→ **EXERCISE REQUIREMENTS**
Convert the portion of the items that begins with the line containing "Question. For every instance of the green" and runs through the final line of the items into a JSON list of strings, one string per line, with blank lines omitted.

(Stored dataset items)
** start **

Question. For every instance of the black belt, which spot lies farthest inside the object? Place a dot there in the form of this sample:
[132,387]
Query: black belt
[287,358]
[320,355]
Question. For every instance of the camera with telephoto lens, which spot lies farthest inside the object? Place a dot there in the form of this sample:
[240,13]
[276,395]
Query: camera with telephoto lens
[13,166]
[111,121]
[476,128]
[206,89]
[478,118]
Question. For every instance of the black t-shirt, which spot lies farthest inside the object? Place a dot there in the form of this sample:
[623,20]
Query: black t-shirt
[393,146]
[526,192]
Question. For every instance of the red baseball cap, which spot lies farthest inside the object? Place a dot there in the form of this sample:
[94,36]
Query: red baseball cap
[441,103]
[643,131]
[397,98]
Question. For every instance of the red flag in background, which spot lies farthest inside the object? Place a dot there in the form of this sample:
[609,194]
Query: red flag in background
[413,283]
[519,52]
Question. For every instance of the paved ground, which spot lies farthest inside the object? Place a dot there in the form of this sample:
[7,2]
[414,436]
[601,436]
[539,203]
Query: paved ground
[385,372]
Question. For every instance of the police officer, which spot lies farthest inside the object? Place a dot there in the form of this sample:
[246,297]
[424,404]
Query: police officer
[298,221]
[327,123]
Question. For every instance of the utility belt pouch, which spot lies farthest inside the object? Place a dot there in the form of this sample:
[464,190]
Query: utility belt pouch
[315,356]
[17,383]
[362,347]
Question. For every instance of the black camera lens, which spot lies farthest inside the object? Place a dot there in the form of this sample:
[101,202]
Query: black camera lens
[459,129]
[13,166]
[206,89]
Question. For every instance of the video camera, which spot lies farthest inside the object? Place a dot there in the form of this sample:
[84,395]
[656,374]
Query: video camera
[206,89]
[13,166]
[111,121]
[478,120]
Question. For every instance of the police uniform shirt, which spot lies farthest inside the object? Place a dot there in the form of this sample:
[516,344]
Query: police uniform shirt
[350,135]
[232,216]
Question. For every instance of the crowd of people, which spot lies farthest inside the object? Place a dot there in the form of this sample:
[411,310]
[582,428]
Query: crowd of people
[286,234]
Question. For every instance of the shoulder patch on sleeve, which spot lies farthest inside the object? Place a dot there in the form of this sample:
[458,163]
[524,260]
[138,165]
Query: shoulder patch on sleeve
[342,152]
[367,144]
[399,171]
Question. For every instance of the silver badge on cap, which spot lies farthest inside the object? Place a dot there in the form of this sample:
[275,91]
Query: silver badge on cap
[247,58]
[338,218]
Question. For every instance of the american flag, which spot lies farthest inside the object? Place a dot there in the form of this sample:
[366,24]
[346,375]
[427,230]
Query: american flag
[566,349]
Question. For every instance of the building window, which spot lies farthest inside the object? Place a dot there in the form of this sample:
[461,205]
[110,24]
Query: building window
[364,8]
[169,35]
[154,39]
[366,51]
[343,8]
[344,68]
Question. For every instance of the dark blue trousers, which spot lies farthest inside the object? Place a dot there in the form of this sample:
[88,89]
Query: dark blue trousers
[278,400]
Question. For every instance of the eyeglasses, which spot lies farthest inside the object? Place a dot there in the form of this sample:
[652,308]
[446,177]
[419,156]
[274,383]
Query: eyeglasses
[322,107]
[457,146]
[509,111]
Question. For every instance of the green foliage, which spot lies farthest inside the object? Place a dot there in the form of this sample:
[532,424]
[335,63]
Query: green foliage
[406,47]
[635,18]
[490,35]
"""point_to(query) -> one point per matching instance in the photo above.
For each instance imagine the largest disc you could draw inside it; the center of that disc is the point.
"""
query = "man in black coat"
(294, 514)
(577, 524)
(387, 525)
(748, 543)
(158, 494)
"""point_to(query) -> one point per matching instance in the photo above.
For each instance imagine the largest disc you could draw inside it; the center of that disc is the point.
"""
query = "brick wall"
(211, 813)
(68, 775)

** end **

→ **ANSWER TO THIS TASK**
[
  "Question. For every instance of the green foliage, which spot lies farthest inside the object? Place a dot there in the form of this sample:",
  "[532,424]",
  "[335,63]",
  "Query: green foliage",
  "[406,47]",
  "[635,18]",
  "[490,35]",
  "\"\"\"point_to(query) -> one point per matching instance in the photo above.",
  "For each instance imagine the largest disc you could draw inside it; the center of that disc is the point.",
  "\"\"\"",
  "query = \"man in black coat\"",
  "(294, 514)",
  "(577, 524)",
  "(387, 525)",
  "(748, 543)",
  "(158, 494)",
  "\"\"\"point_to(query) -> one point per matching instance in the photo above.",
  "For each instance imagine the largest disc you could draw inside it; the center of that disc is the point.",
  "\"\"\"",
  "query = \"brick wall\"",
  "(211, 813)",
  "(68, 775)"
]